Stored data entries:
↓↓↓

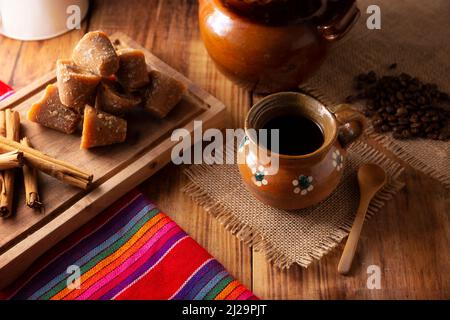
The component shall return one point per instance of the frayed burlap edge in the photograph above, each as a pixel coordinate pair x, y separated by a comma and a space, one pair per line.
390, 144
255, 239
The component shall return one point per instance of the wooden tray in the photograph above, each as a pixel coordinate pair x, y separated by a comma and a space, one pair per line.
117, 169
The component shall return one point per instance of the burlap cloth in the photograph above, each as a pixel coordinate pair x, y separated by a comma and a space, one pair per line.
414, 34
289, 237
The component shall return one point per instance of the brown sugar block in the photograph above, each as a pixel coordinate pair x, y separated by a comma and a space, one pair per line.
101, 128
51, 113
95, 52
132, 73
75, 85
113, 100
162, 94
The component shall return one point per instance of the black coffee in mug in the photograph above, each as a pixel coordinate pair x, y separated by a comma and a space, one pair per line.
298, 135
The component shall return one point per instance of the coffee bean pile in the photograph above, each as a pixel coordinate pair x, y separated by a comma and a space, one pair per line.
404, 105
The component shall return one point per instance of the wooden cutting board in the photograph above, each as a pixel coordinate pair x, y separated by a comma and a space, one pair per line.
117, 169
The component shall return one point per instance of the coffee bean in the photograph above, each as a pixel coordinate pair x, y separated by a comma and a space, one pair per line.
403, 104
406, 134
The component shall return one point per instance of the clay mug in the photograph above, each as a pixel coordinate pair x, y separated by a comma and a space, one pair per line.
301, 180
270, 46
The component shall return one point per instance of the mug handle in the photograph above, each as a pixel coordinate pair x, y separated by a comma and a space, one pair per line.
351, 124
341, 22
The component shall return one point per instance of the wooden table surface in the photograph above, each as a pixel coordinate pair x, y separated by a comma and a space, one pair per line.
409, 239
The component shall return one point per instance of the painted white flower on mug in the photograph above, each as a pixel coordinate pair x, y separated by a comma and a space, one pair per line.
338, 160
259, 176
244, 142
303, 184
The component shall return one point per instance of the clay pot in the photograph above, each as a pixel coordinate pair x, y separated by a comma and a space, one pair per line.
301, 180
271, 46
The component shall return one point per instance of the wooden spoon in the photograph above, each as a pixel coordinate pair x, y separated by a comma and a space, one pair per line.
371, 178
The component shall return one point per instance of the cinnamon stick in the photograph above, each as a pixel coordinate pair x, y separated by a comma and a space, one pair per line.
12, 133
30, 182
2, 134
56, 168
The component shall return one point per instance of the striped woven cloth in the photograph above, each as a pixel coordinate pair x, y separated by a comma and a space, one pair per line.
130, 251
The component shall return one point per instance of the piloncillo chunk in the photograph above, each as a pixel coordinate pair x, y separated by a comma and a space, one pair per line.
162, 94
51, 113
132, 73
75, 85
95, 53
113, 100
101, 128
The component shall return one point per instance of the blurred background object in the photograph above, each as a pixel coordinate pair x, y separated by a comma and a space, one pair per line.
40, 19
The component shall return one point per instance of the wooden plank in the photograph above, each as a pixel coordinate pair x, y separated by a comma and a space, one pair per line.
408, 239
169, 29
117, 169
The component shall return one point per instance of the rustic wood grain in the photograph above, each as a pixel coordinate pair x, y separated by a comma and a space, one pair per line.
408, 239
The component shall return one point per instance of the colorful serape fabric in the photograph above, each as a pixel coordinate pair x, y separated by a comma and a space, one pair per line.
130, 251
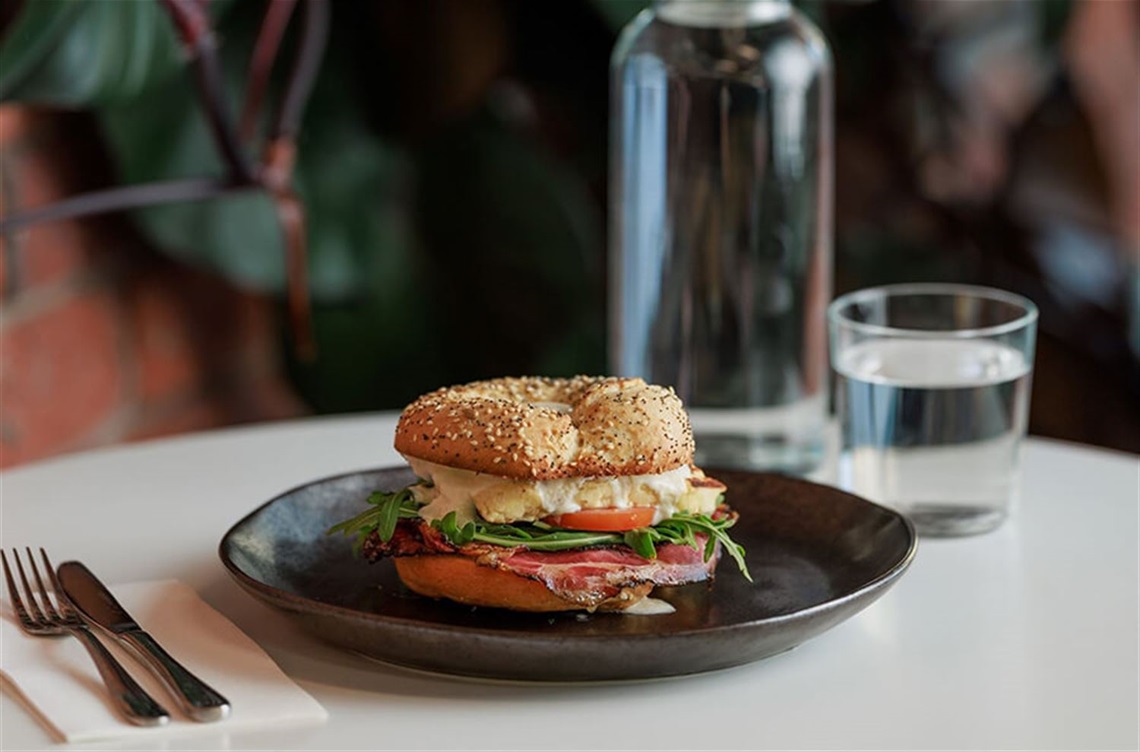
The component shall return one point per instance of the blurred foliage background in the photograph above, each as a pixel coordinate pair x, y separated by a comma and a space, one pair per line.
453, 160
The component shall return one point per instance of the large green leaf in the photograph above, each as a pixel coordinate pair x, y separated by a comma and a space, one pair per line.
88, 52
345, 176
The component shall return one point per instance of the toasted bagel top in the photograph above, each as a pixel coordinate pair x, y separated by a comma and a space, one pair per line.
540, 428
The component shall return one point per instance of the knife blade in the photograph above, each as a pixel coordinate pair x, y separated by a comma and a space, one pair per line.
96, 604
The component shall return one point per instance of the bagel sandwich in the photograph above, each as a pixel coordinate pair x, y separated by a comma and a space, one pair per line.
548, 495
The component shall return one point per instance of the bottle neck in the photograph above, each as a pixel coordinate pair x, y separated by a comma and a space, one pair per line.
722, 13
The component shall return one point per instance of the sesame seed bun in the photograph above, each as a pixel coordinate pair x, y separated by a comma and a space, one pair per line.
545, 428
461, 579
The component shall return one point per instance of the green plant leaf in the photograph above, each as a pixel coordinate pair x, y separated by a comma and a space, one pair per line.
82, 52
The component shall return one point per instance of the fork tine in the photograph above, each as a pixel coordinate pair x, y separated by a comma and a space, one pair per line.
46, 599
65, 606
17, 603
32, 605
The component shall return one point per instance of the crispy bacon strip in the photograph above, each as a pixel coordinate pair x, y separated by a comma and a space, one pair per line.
583, 575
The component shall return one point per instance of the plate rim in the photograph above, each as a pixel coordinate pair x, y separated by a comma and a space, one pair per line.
282, 596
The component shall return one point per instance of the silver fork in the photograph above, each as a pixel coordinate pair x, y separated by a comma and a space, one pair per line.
41, 619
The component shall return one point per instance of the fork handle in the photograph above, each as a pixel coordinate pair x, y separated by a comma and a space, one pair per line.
196, 699
128, 696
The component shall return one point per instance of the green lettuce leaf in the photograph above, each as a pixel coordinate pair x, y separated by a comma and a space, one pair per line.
387, 508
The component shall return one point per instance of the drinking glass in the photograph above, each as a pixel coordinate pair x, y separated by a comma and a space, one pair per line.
933, 395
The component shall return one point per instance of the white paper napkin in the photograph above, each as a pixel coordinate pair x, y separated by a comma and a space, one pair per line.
59, 680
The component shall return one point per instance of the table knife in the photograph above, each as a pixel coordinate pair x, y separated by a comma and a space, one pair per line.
96, 604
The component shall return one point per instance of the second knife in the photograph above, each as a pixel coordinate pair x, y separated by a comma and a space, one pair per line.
92, 599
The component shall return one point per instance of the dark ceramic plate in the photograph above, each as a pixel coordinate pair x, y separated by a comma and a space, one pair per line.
817, 556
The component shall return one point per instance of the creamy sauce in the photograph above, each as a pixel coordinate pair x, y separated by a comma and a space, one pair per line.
650, 607
454, 490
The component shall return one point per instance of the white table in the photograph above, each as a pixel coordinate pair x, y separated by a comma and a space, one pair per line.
1024, 638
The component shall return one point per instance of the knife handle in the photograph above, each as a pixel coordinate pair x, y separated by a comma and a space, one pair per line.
196, 699
129, 697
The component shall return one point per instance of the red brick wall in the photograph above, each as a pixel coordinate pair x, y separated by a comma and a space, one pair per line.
102, 338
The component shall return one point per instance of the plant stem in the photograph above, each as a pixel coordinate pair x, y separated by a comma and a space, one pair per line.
314, 38
261, 62
110, 199
193, 24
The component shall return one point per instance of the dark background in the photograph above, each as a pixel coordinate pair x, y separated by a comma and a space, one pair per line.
453, 161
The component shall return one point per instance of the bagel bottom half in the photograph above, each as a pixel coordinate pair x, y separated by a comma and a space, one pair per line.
461, 579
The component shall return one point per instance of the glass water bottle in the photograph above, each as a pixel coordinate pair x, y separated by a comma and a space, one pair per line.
721, 222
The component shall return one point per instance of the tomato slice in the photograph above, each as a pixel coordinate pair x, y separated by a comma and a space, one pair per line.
604, 520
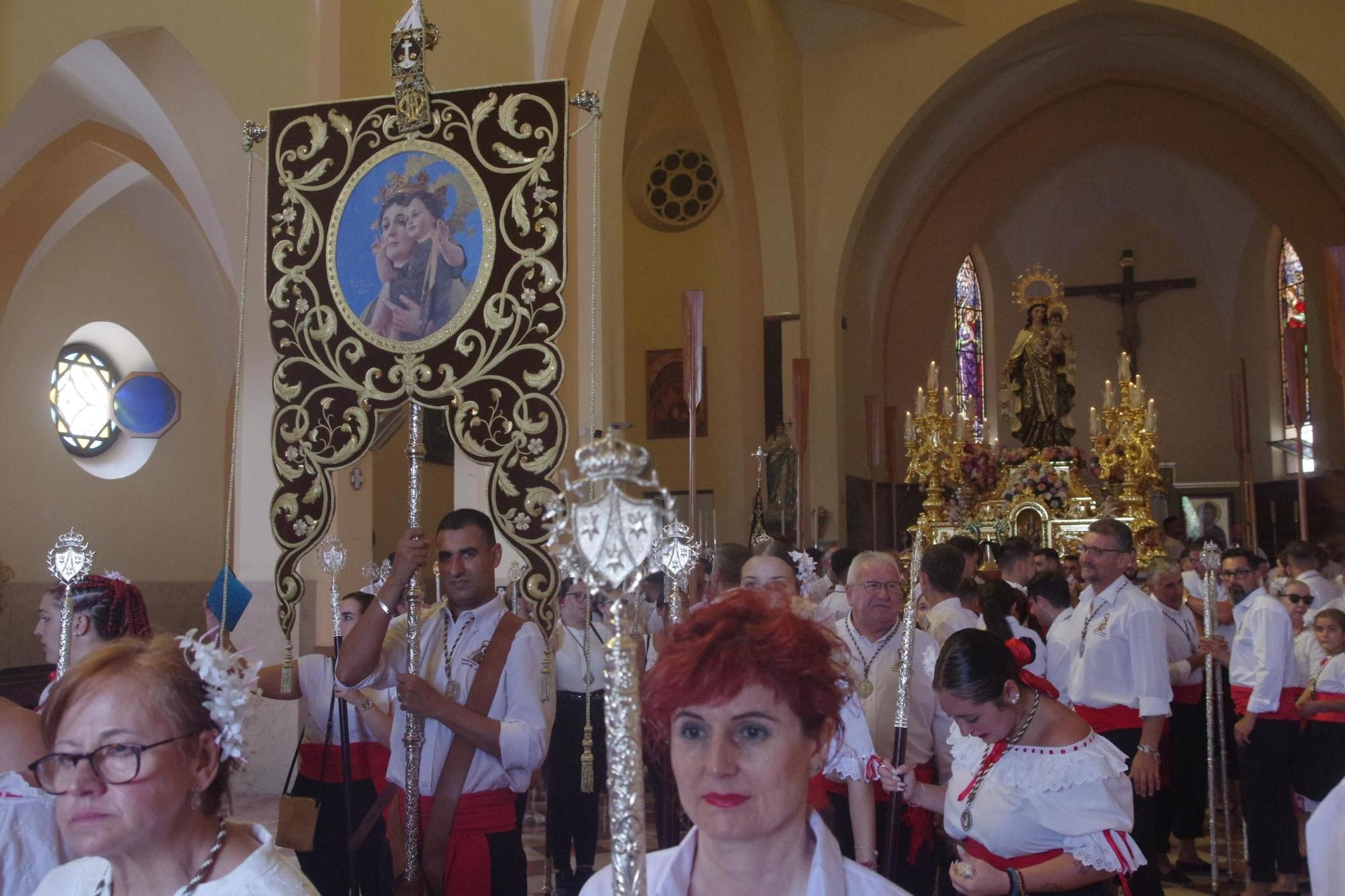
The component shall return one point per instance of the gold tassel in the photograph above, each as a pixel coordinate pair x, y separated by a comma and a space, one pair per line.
587, 762
287, 670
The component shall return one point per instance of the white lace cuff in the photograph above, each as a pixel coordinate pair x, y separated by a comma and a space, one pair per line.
1110, 850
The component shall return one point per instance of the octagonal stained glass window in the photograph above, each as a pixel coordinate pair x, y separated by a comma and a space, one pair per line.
81, 400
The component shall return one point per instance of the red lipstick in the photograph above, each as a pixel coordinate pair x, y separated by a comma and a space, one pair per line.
726, 801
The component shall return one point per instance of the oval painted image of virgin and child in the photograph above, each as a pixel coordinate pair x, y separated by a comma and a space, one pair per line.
410, 236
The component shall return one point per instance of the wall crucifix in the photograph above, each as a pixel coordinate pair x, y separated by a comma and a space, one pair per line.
1129, 294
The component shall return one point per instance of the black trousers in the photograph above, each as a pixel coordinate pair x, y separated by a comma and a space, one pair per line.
326, 864
1268, 760
1147, 880
915, 877
1183, 801
571, 814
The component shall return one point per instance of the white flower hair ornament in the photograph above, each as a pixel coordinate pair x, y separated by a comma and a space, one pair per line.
806, 565
231, 690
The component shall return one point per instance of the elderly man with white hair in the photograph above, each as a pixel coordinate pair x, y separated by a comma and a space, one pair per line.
872, 631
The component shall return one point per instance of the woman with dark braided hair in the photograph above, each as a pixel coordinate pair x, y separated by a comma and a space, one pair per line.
106, 608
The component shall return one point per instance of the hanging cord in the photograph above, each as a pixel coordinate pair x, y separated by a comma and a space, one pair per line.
252, 134
590, 101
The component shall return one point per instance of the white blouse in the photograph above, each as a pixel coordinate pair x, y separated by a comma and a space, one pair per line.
32, 845
315, 682
1042, 798
669, 870
267, 872
570, 657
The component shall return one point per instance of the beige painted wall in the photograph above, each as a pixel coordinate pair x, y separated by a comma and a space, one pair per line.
165, 524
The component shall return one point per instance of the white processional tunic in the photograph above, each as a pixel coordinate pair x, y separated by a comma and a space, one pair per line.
1077, 798
669, 870
884, 673
517, 706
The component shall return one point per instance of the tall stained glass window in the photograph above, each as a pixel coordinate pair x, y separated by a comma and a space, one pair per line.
972, 364
1293, 325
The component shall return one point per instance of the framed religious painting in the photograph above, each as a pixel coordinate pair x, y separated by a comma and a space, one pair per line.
422, 271
665, 403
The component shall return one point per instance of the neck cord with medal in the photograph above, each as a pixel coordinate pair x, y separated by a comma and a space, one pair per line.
202, 872
993, 755
866, 688
454, 689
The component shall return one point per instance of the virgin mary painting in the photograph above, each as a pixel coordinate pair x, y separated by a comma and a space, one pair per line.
418, 274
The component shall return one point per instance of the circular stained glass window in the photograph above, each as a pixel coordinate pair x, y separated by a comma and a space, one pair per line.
683, 188
81, 400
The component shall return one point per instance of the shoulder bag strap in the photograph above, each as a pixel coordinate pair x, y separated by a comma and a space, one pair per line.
454, 774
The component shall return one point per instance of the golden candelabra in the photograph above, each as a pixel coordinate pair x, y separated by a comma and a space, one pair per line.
1124, 436
934, 439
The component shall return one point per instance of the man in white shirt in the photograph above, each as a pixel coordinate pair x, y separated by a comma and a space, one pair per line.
1264, 678
1183, 802
942, 572
1016, 564
1118, 680
872, 633
509, 740
1048, 599
1303, 565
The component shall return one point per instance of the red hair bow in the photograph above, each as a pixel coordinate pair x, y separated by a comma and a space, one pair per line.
1023, 655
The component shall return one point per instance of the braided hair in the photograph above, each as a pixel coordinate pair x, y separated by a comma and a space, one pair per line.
114, 606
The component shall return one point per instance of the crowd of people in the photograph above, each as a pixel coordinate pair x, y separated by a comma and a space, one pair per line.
1055, 727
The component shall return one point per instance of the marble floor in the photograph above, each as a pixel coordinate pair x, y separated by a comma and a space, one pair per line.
266, 809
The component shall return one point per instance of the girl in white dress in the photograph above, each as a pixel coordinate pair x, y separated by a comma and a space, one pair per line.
1036, 799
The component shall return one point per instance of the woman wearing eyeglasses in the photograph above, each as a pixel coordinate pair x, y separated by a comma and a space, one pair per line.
1308, 653
141, 772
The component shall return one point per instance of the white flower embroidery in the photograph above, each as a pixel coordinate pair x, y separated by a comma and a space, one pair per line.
231, 688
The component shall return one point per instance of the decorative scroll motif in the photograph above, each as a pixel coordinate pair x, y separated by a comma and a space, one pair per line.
500, 155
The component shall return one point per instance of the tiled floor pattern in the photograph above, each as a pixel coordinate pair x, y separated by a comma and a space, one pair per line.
264, 810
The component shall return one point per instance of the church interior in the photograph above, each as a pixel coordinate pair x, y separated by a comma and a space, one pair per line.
857, 184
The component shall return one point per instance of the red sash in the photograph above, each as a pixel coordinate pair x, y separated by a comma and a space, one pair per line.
1020, 862
1288, 710
467, 858
1188, 694
1114, 717
368, 760
1328, 716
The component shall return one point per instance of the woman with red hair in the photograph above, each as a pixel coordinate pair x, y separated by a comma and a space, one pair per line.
1036, 799
746, 702
106, 608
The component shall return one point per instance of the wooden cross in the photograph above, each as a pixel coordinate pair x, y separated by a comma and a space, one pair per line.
1129, 295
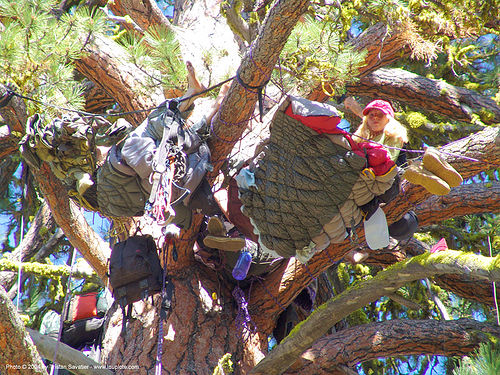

↑↑↑

• **Work instructions**:
Only an exact copy belongs in the answer: the lines from the one containing "the red sash" through the end of the records, both ends included, minus the pictures.

• **Solution to this task**:
The component shall return one point per instance of the red sash in the photograph above, each as a pixel coordinate pair x, y separated by a comma and a space, one pair per line.
1020, 862
1288, 710
467, 858
1188, 694
1114, 717
368, 760
1328, 716
The component shall return one point per instance of the woman with red hair in the photograph above, each as a pixel coordinate pair x, y separated by a comma and a space, one pair per line.
1036, 799
746, 702
106, 608
The component shall return one point per instance of the wooden cross in the photograph above, each as a pixel coordinate pair x, y separated by a comma and a space, one pair per line.
1129, 295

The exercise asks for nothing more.